§ **YOUR TASK**:
Could you write out the records below exactly as they appear?

Stored records
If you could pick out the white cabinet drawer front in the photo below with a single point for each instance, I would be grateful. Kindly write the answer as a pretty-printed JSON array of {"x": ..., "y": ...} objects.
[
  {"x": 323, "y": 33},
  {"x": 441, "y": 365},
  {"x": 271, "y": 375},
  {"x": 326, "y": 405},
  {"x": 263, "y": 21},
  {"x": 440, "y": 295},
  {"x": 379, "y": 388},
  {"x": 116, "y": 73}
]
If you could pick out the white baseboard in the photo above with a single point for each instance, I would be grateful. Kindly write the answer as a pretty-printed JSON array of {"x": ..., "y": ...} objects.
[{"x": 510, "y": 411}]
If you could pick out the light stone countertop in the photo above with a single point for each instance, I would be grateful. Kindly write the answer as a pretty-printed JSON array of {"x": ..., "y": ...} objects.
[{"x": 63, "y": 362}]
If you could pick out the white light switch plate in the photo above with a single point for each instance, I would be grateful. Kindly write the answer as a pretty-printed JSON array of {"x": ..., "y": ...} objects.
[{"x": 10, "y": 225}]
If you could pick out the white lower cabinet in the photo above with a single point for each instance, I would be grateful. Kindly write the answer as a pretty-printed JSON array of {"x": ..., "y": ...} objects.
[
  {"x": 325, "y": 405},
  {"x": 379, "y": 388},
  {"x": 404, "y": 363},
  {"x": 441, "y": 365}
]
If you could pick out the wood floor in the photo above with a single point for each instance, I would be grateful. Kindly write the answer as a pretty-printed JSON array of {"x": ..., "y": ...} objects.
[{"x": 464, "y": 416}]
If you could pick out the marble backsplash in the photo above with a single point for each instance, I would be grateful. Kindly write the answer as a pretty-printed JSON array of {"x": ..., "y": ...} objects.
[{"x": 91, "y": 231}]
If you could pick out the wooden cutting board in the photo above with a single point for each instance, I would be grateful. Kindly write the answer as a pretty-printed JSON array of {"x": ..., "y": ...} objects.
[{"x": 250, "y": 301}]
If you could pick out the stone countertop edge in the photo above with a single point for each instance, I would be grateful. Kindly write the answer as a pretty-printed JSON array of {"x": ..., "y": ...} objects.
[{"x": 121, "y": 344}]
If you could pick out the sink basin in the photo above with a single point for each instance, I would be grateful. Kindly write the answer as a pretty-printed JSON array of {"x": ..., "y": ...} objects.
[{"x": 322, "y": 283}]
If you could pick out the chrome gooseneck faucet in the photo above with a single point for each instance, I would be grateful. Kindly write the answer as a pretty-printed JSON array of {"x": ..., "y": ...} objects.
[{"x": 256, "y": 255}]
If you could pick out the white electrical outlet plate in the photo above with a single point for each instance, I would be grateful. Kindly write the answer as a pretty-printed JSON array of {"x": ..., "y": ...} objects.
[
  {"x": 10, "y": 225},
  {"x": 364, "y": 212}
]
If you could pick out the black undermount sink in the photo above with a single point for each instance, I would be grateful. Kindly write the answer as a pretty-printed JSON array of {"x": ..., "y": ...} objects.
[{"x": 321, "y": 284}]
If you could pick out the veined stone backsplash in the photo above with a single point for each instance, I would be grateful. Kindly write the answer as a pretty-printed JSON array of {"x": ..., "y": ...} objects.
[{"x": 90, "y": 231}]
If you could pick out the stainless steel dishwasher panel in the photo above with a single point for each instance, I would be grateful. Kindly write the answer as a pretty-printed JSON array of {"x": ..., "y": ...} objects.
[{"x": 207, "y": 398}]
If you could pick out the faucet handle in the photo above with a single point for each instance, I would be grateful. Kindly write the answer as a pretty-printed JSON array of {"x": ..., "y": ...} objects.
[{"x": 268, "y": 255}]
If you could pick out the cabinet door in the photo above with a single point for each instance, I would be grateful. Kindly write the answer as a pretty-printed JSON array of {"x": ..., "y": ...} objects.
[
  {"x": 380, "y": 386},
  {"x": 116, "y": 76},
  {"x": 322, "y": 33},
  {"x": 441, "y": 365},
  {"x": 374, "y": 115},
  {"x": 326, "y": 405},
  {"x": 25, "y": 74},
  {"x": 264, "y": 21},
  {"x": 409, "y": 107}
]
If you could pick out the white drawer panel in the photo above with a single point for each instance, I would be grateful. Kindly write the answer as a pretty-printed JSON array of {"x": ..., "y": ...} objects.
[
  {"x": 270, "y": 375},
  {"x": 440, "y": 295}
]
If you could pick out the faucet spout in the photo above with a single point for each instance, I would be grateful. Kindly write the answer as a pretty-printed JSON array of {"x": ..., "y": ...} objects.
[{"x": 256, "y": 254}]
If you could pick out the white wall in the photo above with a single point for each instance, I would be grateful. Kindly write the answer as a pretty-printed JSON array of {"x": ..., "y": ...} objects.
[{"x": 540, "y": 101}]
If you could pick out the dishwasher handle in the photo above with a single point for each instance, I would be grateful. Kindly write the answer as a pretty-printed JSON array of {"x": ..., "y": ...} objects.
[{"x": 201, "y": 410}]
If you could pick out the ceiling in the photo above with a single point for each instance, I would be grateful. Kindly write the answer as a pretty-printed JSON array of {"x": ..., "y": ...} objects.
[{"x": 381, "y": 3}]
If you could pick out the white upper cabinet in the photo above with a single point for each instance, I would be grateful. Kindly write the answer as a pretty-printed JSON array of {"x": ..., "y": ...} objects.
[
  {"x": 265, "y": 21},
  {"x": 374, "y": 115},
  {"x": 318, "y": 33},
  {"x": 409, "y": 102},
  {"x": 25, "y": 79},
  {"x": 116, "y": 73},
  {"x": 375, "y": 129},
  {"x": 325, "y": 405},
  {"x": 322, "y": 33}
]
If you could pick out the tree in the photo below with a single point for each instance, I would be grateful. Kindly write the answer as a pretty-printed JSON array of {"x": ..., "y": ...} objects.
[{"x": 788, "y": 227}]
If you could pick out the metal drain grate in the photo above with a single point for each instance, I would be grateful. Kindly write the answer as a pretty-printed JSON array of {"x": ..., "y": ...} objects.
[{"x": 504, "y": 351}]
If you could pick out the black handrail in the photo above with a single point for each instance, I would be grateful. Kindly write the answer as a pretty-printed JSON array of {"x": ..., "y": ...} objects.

§ **RESULT FOR THIS EXERCISE**:
If you could pick out the white cabinet drawer front in the photo below with a single point for each instance, I would be grateful. Kindly write the answer as a pretty-printed JSON array of {"x": ..., "y": ...} objects.
[
  {"x": 323, "y": 33},
  {"x": 441, "y": 365},
  {"x": 271, "y": 375},
  {"x": 326, "y": 405},
  {"x": 263, "y": 21},
  {"x": 440, "y": 295},
  {"x": 379, "y": 388},
  {"x": 116, "y": 73}
]
If you could pick out the white baseboard in the photo above with a single point for each instance, I would be grateful. Kindly write the answer as a pretty-printed JSON array of {"x": ..., "y": ...} objects.
[{"x": 510, "y": 411}]
If you could pick out the light stone countertop in the photo above with a single point for each instance, I would be grateful. Kindly write the answer as a pretty-printed JSON array of {"x": ..., "y": ...} objects.
[{"x": 63, "y": 362}]
If you could pick out the white light switch plate in the photo above with a single point for each instance, I would be grateful. Kindly write the answer as a pretty-printed JSON array of {"x": ..., "y": ...} objects.
[{"x": 10, "y": 225}]
If you could pick out the white lower cabinet in the photo above with a single point for each instance, I would be grateful. Kindly write the answer as a pretty-printed JSON array of {"x": ..., "y": ...} objects.
[
  {"x": 325, "y": 405},
  {"x": 379, "y": 388},
  {"x": 404, "y": 363},
  {"x": 441, "y": 365}
]
If you could pick out the wood floor in the photo above with a single point for each instance, I would be grateful. Kindly write the answer as a pretty-printed JSON array of {"x": ..., "y": ...} objects.
[{"x": 464, "y": 416}]
If you could pick out the marble backsplash in the photo above with a single point for each instance, I would be grateful. Kindly write the answer as a pretty-printed JSON array of {"x": ..., "y": ...} objects.
[{"x": 91, "y": 231}]
If you could pick out the wooden cutting board in the photo above with a single point for each instance, I would be grateful. Kindly write the answer as a pretty-printed JSON array of {"x": ..., "y": ...} objects.
[{"x": 250, "y": 301}]
If you could pick out the stone countertop edge in the photo above with a single point for each instance, I would be grateful. Kindly write the answer as a pretty-printed JSON array of {"x": ..., "y": ...} objects.
[{"x": 121, "y": 344}]
If you could pick out the sink basin in the photo above with a single point for each instance, I would be grateful. Kindly write the answer as a pretty-printed JSON array of {"x": ..., "y": ...} objects.
[{"x": 322, "y": 283}]
If you could pick out the chrome gooseneck faucet in the photo above with a single point for each instance, I would be grateful. Kindly write the answer as a pretty-printed JSON array of {"x": ..., "y": ...} objects.
[{"x": 256, "y": 255}]
If you could pick out the white electrical outlet plate in the photo above with a single point for each instance, I would be grateful. Kindly write the answer as a pretty-printed JSON array of {"x": ..., "y": ...} objects.
[
  {"x": 10, "y": 225},
  {"x": 364, "y": 212}
]
If you could pick out the black undermount sink in the photo above with a single point for each instance, I would be grateful. Kindly write the answer as a pretty-printed JSON array of {"x": ..., "y": ...} objects.
[{"x": 321, "y": 284}]
If you could pick out the veined stone backsplash in the photo above with a single point for each instance, I would be grateful. Kindly write the answer as a pretty-printed JSON array of {"x": ..., "y": ...} objects.
[{"x": 90, "y": 231}]
If you could pick out the stainless steel dishwasher panel in the photo above with a single point for each instance, I would be grateful. Kindly write the answer as a pretty-printed JSON array of {"x": ..., "y": ...} objects.
[{"x": 207, "y": 398}]
If you could pick out the faucet handle in the photo above with a single point for each instance, I would be grateful. Kindly write the answer as a pretty-printed JSON array of {"x": ..., "y": ...} objects.
[{"x": 268, "y": 255}]
If you could pick out the cabinet door in the photo above with a single point for each instance, I would be grateful. Kindly write the answer as a pretty-printed JSON array of {"x": ..., "y": ...} objects.
[
  {"x": 380, "y": 386},
  {"x": 116, "y": 76},
  {"x": 322, "y": 33},
  {"x": 441, "y": 365},
  {"x": 374, "y": 115},
  {"x": 326, "y": 405},
  {"x": 25, "y": 74},
  {"x": 264, "y": 21},
  {"x": 409, "y": 107}
]
If you could pick out the white drawer panel in the photo above with a single point for each instance, I would be grateful. Kindly write the answer as a pretty-printed JSON array of {"x": ..., "y": ...} objects.
[
  {"x": 270, "y": 375},
  {"x": 440, "y": 295}
]
If you could pick out the faucet spout in the photo above with a single point for each instance, I would be grateful. Kindly write the answer as a pretty-printed JSON array of {"x": ..., "y": ...} objects.
[{"x": 256, "y": 254}]
If you could pick out the white wall in the photo above with a single point for each instance, I would be grateful. Kindly write the answer as a pretty-printed JSON array of {"x": ..., "y": ...} objects.
[{"x": 540, "y": 101}]
If you could pick out the dishwasher handle in the photo above with a single point for each instance, I would be grateful. Kindly write the answer as a pretty-printed JSON array of {"x": ..., "y": ...} objects.
[{"x": 201, "y": 410}]
If you could pick out the ceiling in the photo above with a single point for each instance, I would be grateful. Kindly write the answer as a pretty-printed JSON array of {"x": ..., "y": ...} objects.
[{"x": 381, "y": 3}]
If you could pick out the white upper cabinet in the photo above with a single point for each instance, I would be grateful. Kindly write the answer as a pretty-printed JSON array of {"x": ..., "y": ...} objects.
[
  {"x": 265, "y": 21},
  {"x": 374, "y": 115},
  {"x": 318, "y": 33},
  {"x": 409, "y": 102},
  {"x": 25, "y": 79},
  {"x": 116, "y": 73},
  {"x": 375, "y": 129},
  {"x": 325, "y": 405},
  {"x": 322, "y": 33}
]
If you could pick out the tree in the photo below with a single point for each instance, I would be grateful. Kindly write the answer as a pretty-printed JSON array of {"x": ..., "y": ...} objects.
[{"x": 788, "y": 227}]
If you could pick out the metal drain grate in the photo above with a single point for each instance, I would be grateful. Kindly write the answer as a pretty-printed JSON array of {"x": ..., "y": ...} objects.
[{"x": 504, "y": 351}]
If you could pick out the black handrail in the photo above with a single point for each instance, I would be grateful. Kindly write the answer as a pretty-printed JSON array of {"x": ..., "y": ...} objects.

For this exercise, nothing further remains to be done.